▶ **Aim of the task**
In the text on Ohtani's fantasy value, substitute "campaign" for "season" and write out the passage starting at "A few things" and ending at "it’s still wide.".

▶ **Text excerpt**

A few things to keep in mind …

  • Little has actually been fulfilled or achieved. Ohtani has proven he’s equipped to deliver a best-case scenario, but a week-and-half into the season, he’s only a fraction of the way there. Adjustments will happen on both sides, and health could become a factor. The range of possible outcomes has narrowed a bit, but broadly speaking, it’s still wide. 
  • Because of the complications of implementing a two-way player in Fantasy, Ohtani is almost certainly more valuable in real life than in Fantasy now that we know he may actually be good at both. Which isn’t to say he’s not super duper valuable in Fantasy, but because you have to commit to him as either a pitcher or a hitter at the start of a scoring period in CBS Sports leagues, you’re pretty much always going to make him a pitcher in weekly leagues since his pitching responsibilities prevent him from DHing every day. If, on the other hand, you play in a daily league, you can enjoy the full scope of his contributions, using him wherever the Angels happen to be using him that day.
  • To build in enough rest between starts for Ohtani also to hit, the Angels are basically forced to use a six-man rotation, which will limit Ohtani’s pitching contributions over the long haul. His success hasn’t changed anything there. You still shouldn’t expect 180 innings from the guy, and 180 is about the minimum requirement for a Fantasy ace.

So yeah, there are clear limitations to Ohtani’s utility and upside, including ones that aren’t as pertinent in real life. And this early in the season, before the numbers have normalized at both ends, those who have produced stand out by so much over those who haven’t that these sorts of playing time drawbacks often fall by the wayside.

▶ **Data extract**
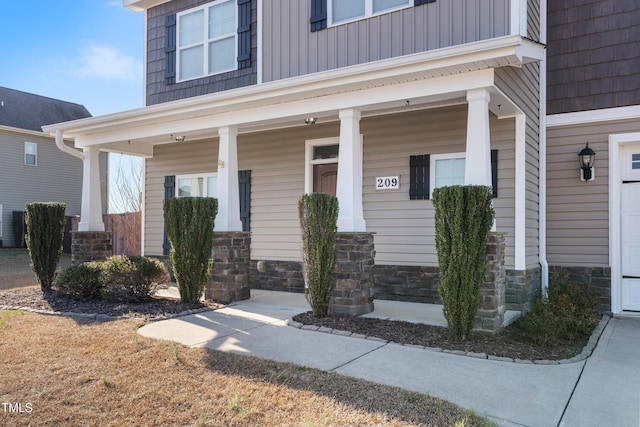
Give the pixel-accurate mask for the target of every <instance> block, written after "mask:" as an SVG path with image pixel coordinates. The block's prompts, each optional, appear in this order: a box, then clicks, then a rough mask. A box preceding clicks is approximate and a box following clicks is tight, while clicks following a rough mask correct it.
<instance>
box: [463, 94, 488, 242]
mask: <svg viewBox="0 0 640 427" xmlns="http://www.w3.org/2000/svg"><path fill="white" fill-rule="evenodd" d="M490 98H491V95H490V94H489V90H488V89H486V88H482V89H472V90H469V91H467V103H468V108H469V109H468V112H467V149H466V155H465V168H464V183H465V185H486V186H487V187H491V136H490V132H489V100H490ZM491 231H496V221H495V220H494V221H493V227H492V228H491Z"/></svg>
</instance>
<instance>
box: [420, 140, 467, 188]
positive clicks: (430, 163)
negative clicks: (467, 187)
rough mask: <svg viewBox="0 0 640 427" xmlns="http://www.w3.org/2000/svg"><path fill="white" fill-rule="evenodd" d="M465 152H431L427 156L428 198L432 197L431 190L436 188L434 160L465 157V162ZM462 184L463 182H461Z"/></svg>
mask: <svg viewBox="0 0 640 427" xmlns="http://www.w3.org/2000/svg"><path fill="white" fill-rule="evenodd" d="M466 158H467V156H466V153H465V152H457V153H444V154H431V156H430V157H429V163H430V164H429V187H430V188H429V198H430V199H433V190H435V189H436V188H438V187H436V161H438V160H453V159H465V162H466ZM461 185H463V184H461Z"/></svg>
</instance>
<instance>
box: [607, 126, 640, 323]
mask: <svg viewBox="0 0 640 427" xmlns="http://www.w3.org/2000/svg"><path fill="white" fill-rule="evenodd" d="M639 143H640V132H633V133H620V134H611V135H609V266H610V267H611V311H612V312H613V313H614V314H617V313H620V312H621V311H622V284H621V281H620V279H621V277H620V276H621V271H620V270H621V262H622V261H621V253H620V252H621V248H620V232H621V224H620V214H621V212H620V192H621V191H622V188H621V186H622V174H621V168H620V148H621V146H623V145H630V144H639Z"/></svg>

▶ **Result of the exercise**
A few things to keep in mind …

  • Little has actually been fulfilled or achieved. Ohtani has proven he’s equipped to deliver a best-case scenario, but a week-and-half into the campaign, he’s only a fraction of the way there. Adjustments will happen on both sides, and health could become a factor. The range of possible outcomes has narrowed a bit, but broadly speaking, it’s still wide.